Excerpts of labeled region data
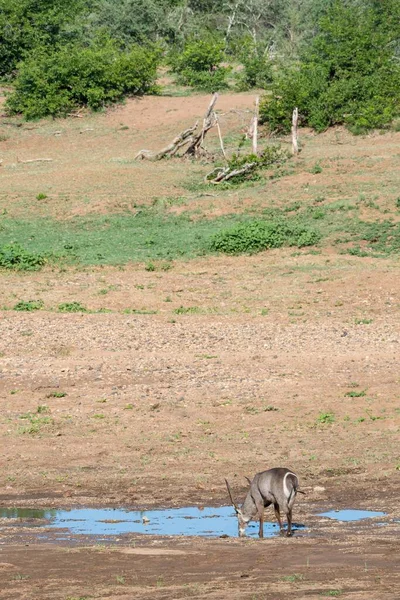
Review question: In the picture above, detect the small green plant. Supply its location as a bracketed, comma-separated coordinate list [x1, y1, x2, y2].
[11, 573, 29, 581]
[310, 162, 322, 175]
[123, 308, 158, 315]
[317, 413, 335, 425]
[18, 406, 53, 435]
[0, 244, 46, 271]
[211, 220, 320, 254]
[173, 306, 201, 315]
[58, 302, 88, 312]
[13, 300, 44, 311]
[345, 390, 367, 398]
[282, 573, 304, 583]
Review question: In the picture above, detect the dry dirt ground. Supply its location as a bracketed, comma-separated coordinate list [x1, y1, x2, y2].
[0, 94, 400, 600]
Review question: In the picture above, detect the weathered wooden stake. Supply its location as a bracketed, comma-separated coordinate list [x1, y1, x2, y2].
[252, 96, 260, 154]
[292, 107, 299, 156]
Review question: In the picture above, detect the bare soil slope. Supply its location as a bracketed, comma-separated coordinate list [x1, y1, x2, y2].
[0, 94, 400, 600]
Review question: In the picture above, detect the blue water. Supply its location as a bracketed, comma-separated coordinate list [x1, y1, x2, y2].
[318, 509, 386, 521]
[0, 506, 304, 537]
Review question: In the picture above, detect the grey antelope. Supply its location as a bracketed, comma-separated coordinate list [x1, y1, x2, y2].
[225, 467, 305, 538]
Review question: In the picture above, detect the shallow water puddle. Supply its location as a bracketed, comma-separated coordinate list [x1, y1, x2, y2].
[0, 506, 304, 537]
[318, 509, 386, 521]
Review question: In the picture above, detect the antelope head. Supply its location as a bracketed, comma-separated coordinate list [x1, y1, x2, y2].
[225, 479, 250, 537]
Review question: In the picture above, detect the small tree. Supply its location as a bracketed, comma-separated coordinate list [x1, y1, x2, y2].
[6, 39, 159, 119]
[260, 0, 400, 132]
[171, 40, 228, 92]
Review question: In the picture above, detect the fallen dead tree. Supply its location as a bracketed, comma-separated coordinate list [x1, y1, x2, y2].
[204, 161, 258, 184]
[135, 121, 198, 161]
[135, 93, 222, 161]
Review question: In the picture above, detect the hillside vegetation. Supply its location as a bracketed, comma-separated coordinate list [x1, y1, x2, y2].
[0, 0, 400, 133]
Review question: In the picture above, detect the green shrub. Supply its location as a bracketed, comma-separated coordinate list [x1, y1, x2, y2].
[6, 39, 159, 119]
[0, 0, 88, 77]
[211, 220, 320, 254]
[13, 300, 44, 311]
[260, 0, 400, 133]
[236, 44, 273, 91]
[58, 302, 88, 312]
[170, 40, 229, 92]
[208, 146, 289, 184]
[0, 244, 46, 271]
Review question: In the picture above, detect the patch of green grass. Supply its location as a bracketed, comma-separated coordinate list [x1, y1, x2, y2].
[310, 162, 322, 175]
[354, 319, 373, 325]
[345, 390, 367, 398]
[0, 244, 46, 271]
[0, 200, 400, 264]
[18, 405, 53, 435]
[0, 209, 240, 264]
[211, 220, 321, 254]
[282, 573, 304, 583]
[316, 413, 335, 425]
[173, 306, 202, 315]
[122, 308, 158, 315]
[13, 300, 44, 311]
[58, 302, 89, 312]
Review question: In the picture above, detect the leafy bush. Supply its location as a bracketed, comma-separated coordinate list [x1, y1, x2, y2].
[207, 146, 289, 184]
[211, 220, 320, 254]
[0, 0, 87, 77]
[58, 302, 88, 312]
[6, 39, 159, 119]
[171, 40, 229, 92]
[13, 300, 44, 311]
[0, 244, 46, 271]
[236, 44, 273, 91]
[260, 0, 400, 133]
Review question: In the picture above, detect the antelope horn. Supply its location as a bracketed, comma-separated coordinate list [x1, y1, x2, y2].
[225, 479, 239, 513]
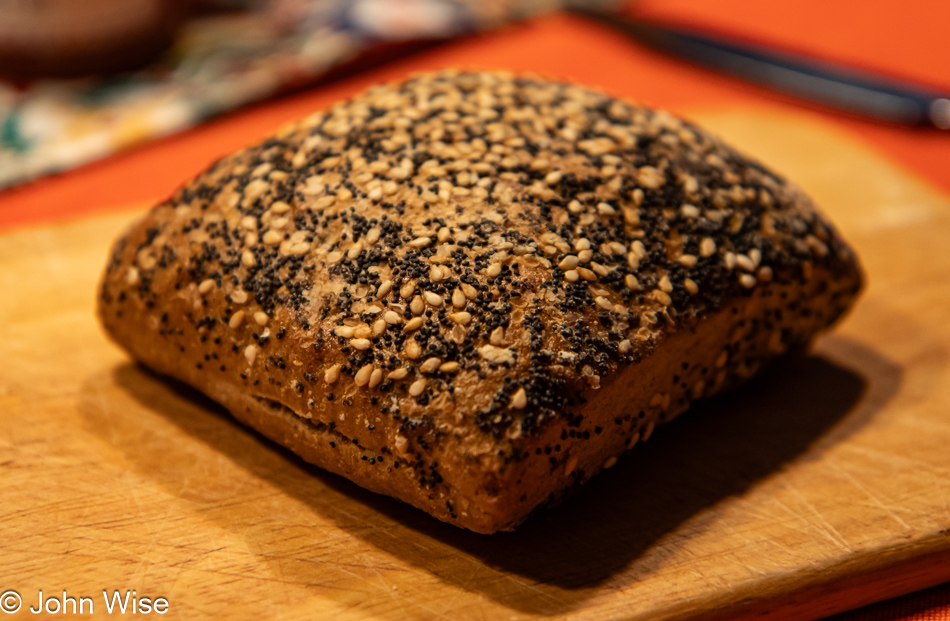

# What needs to be done
Find every line in the material above that contains the word "small", and copy each of those lines in full.

# Exercise output
Review question: In the picture above, detect the small green plant. Supply its location as a bracketed, comma-separated coordinate list [x1, y1, x2, y2].
Review question: In the picture above, detect the small tree. Supply its location as a bracketed, comma-separated coordinate list [x1, y1, x2, y2].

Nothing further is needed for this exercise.